> **SET TASK**
Shift each point coordinate in the listing by adding -45 to it. Write out every line from the line with "the black wide-brim" up to and including the line with "<point>618,355</point>", and copy the lines that hold no points unchanged.
━━━ EXCERPTED DATA
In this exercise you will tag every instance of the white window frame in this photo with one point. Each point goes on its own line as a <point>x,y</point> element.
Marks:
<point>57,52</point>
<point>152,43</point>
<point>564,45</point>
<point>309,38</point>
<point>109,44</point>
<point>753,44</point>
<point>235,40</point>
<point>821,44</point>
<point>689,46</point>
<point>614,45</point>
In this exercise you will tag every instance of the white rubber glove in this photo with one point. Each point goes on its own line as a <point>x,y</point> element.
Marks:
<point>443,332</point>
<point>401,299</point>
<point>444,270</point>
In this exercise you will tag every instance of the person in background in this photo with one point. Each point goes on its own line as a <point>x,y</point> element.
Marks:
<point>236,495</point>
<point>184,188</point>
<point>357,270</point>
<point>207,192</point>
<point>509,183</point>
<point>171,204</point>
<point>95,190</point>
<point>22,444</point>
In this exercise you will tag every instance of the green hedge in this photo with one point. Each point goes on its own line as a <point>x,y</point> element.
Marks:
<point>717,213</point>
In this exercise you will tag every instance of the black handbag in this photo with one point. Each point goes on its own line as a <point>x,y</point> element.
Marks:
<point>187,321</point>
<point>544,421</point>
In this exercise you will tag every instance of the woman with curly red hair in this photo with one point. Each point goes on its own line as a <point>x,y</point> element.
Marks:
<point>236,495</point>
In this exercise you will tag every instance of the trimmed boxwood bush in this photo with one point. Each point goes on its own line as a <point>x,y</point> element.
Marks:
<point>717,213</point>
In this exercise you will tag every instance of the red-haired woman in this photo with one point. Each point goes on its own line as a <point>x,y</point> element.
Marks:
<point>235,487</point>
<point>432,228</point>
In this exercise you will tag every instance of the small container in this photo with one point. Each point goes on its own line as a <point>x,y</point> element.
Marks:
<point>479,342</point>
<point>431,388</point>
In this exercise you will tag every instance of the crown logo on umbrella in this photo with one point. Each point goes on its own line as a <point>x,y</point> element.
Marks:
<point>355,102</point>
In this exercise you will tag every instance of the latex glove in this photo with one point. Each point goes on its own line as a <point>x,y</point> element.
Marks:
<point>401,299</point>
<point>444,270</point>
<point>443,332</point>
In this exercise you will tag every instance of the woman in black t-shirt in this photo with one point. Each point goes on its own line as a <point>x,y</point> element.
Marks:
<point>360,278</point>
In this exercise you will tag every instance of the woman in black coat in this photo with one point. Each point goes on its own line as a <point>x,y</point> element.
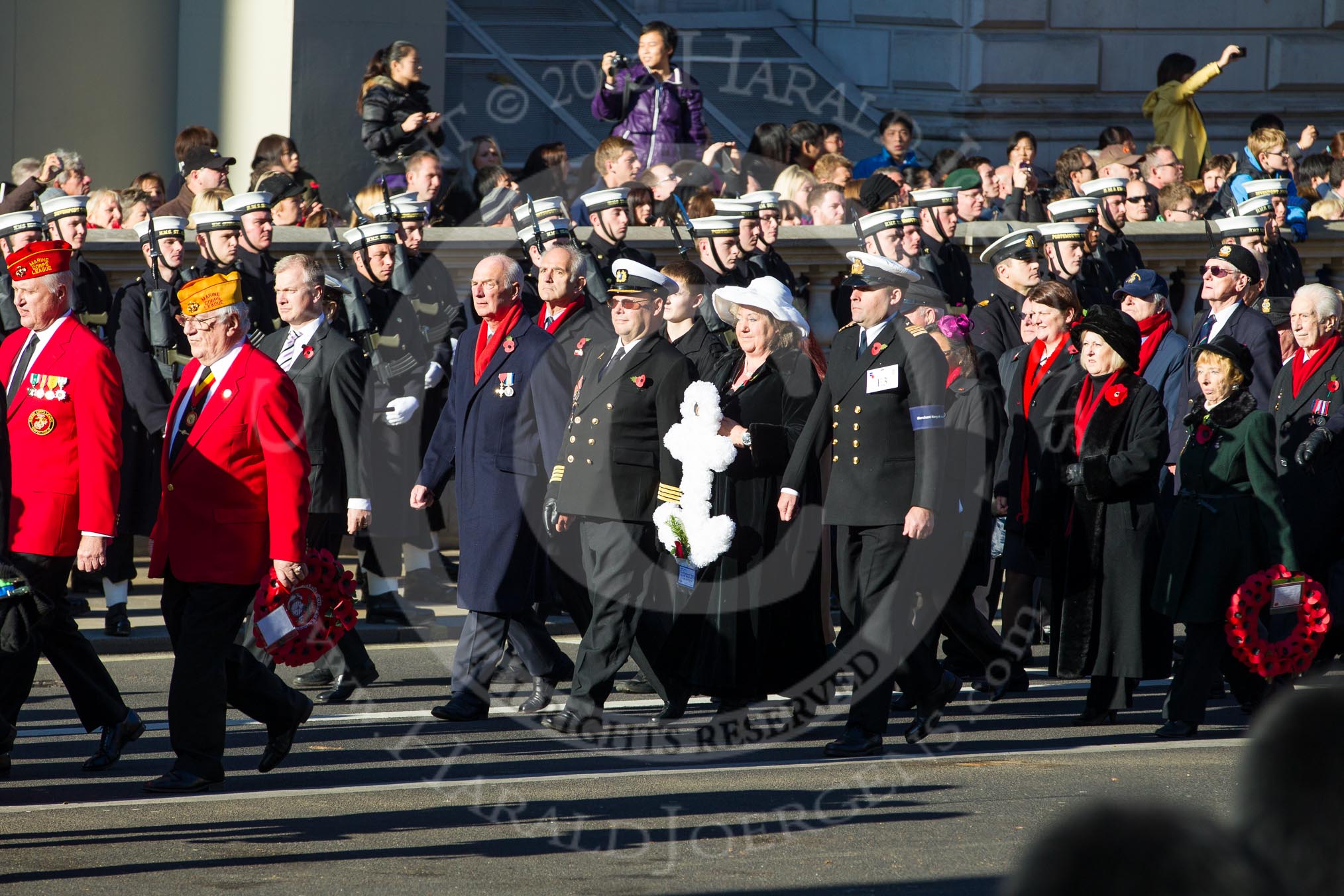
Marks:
<point>752,625</point>
<point>1027,489</point>
<point>1115,434</point>
<point>397,120</point>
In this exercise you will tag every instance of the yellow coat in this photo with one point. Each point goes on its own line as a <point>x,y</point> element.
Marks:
<point>1176,120</point>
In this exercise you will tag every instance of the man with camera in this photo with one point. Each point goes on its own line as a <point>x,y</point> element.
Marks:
<point>653,104</point>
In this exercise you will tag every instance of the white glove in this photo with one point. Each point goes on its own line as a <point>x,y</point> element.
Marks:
<point>401,410</point>
<point>433,375</point>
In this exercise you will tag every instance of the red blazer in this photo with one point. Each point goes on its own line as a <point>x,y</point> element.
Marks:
<point>65,453</point>
<point>235,497</point>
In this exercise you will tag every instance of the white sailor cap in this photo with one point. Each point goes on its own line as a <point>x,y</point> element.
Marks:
<point>370,234</point>
<point>736,209</point>
<point>546,207</point>
<point>762,199</point>
<point>1023,245</point>
<point>1239,226</point>
<point>164,226</point>
<point>632,277</point>
<point>65,207</point>
<point>715,226</point>
<point>604,199</point>
<point>1105,187</point>
<point>245,203</point>
<point>934,196</point>
<point>203,222</point>
<point>1062,231</point>
<point>1076,207</point>
<point>17,222</point>
<point>869,272</point>
<point>1266,187</point>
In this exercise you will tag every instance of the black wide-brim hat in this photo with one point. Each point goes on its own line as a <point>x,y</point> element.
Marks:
<point>1116,327</point>
<point>1233,351</point>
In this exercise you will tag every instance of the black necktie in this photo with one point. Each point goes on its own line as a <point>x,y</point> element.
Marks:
<point>22,368</point>
<point>618,355</point>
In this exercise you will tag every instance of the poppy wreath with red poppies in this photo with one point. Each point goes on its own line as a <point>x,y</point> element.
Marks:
<point>320,610</point>
<point>1292,655</point>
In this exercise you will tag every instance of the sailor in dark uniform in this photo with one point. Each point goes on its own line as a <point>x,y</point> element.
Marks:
<point>17,230</point>
<point>609,215</point>
<point>91,303</point>
<point>885,387</point>
<point>948,261</point>
<point>719,253</point>
<point>1115,251</point>
<point>765,261</point>
<point>1017,262</point>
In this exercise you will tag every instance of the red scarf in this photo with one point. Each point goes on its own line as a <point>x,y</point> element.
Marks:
<point>486,349</point>
<point>1086,408</point>
<point>1152,331</point>
<point>1304,370</point>
<point>1030,380</point>
<point>558,319</point>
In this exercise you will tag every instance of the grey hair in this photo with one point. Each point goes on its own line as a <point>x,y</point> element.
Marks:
<point>512,270</point>
<point>1325,302</point>
<point>313,273</point>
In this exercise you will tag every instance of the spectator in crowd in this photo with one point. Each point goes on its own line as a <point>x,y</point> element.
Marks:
<point>394,111</point>
<point>546,171</point>
<point>655,104</point>
<point>832,168</point>
<point>461,197</point>
<point>1176,203</point>
<point>104,210</point>
<point>616,162</point>
<point>897,133</point>
<point>1171,107</point>
<point>795,184</point>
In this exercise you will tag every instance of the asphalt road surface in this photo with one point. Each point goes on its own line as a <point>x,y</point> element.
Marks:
<point>380,797</point>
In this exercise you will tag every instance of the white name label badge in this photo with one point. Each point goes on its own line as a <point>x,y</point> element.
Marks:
<point>882,379</point>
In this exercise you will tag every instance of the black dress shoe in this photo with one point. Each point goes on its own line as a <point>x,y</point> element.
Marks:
━━━━━━
> **WRITTEN SOLUTION**
In this exercise you will tag every instance of the black wide-brim hat in this photo with one point. Each point goes on its own line as a <point>x,y</point> element.
Marks:
<point>1071,282</point>
<point>1188,306</point>
In this exercise you will tag every instance of the black necktie in this photo with one point. Each point goes on its own line as a <point>x,y</point> element.
Marks:
<point>-23,323</point>
<point>573,310</point>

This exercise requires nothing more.